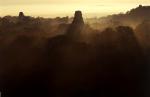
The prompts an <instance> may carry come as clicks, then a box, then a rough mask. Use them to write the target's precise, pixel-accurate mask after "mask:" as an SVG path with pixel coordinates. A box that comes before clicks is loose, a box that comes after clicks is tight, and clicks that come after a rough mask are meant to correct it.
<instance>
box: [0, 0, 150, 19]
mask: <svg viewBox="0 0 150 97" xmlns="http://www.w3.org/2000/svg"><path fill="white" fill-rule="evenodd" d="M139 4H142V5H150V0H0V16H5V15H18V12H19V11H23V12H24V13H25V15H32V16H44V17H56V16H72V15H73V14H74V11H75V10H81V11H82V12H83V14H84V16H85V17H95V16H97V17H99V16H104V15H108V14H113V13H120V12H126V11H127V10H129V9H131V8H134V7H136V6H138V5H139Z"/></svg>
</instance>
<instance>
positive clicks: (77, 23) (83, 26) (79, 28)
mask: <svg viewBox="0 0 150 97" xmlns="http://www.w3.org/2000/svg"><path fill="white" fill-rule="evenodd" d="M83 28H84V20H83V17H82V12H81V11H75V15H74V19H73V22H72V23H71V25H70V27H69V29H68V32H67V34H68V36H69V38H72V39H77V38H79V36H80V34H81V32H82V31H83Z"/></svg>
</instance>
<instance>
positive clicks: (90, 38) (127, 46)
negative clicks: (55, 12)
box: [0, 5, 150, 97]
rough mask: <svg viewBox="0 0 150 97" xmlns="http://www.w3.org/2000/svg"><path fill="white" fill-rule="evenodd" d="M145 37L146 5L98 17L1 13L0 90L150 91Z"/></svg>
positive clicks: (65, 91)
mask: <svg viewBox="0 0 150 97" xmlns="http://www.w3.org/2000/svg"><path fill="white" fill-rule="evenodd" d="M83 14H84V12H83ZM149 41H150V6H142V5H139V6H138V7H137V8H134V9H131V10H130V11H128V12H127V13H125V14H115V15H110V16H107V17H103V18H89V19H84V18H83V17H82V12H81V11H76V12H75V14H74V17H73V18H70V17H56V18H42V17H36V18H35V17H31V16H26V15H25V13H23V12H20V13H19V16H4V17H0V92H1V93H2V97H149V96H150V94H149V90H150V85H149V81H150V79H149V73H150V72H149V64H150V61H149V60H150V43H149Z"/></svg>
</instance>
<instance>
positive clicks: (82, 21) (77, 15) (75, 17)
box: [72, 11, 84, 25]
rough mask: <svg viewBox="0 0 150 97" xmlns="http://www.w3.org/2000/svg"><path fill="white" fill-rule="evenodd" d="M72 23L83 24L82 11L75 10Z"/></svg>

--- ACTIVITY ---
Set down every one of the records above word for word, with the pictures left out.

--- THE COMPLETED TASK ---
The prompts an <instance> may carry come as clicks, then a box, then a rough mask. Use them to write the target's precise, pixel-accurate mask after "mask:" as an SVG path with pixel coordinates. A box that comes before clicks is loose, a box that comes after clicks is tight, and clicks that come after a rough mask are meant to correct it.
<instance>
box: [0, 0, 150, 19]
mask: <svg viewBox="0 0 150 97" xmlns="http://www.w3.org/2000/svg"><path fill="white" fill-rule="evenodd" d="M139 4H142V5H150V0H0V16H5V15H18V12H19V11H23V12H24V13H25V15H32V16H44V17H56V16H72V15H73V14H74V11H75V10H81V11H82V12H83V14H84V16H85V17H95V16H97V17H99V16H104V15H108V14H113V13H120V12H126V11H127V10H129V9H131V8H134V7H136V6H138V5H139Z"/></svg>
</instance>
<instance>
positive clicks: (77, 23) (83, 26) (79, 28)
mask: <svg viewBox="0 0 150 97" xmlns="http://www.w3.org/2000/svg"><path fill="white" fill-rule="evenodd" d="M83 28H84V20H83V17H82V12H81V11H75V15H74V19H73V22H72V23H71V25H70V27H69V29H68V32H67V34H68V36H69V38H72V39H77V38H79V36H80V34H81V32H82V31H83Z"/></svg>
</instance>
<instance>
positive clicks: (90, 38) (127, 46)
negative clicks: (55, 12)
box: [0, 5, 150, 97]
rough mask: <svg viewBox="0 0 150 97" xmlns="http://www.w3.org/2000/svg"><path fill="white" fill-rule="evenodd" d="M145 37L146 5L98 17L1 13L0 90L150 91Z"/></svg>
positive clicks: (65, 91)
mask: <svg viewBox="0 0 150 97" xmlns="http://www.w3.org/2000/svg"><path fill="white" fill-rule="evenodd" d="M83 14H84V12H83ZM149 41H150V6H142V5H139V6H138V7H137V8H134V9H131V10H130V11H128V12H127V13H125V14H115V15H110V16H107V17H103V18H89V19H84V18H83V17H82V12H81V11H76V12H75V14H74V17H73V18H70V17H56V18H42V17H36V18H35V17H31V16H26V15H25V13H23V12H20V13H19V16H4V17H0V92H1V93H2V97H149V96H150V94H149V90H150V85H149V81H150V79H149V73H150V72H149V64H150V61H149V60H150V43H149Z"/></svg>
</instance>
<instance>
positive clicks: (82, 21) (77, 15) (75, 17)
box: [72, 11, 84, 25]
rough mask: <svg viewBox="0 0 150 97" xmlns="http://www.w3.org/2000/svg"><path fill="white" fill-rule="evenodd" d="M72 23L83 24L82 11L75 10Z"/></svg>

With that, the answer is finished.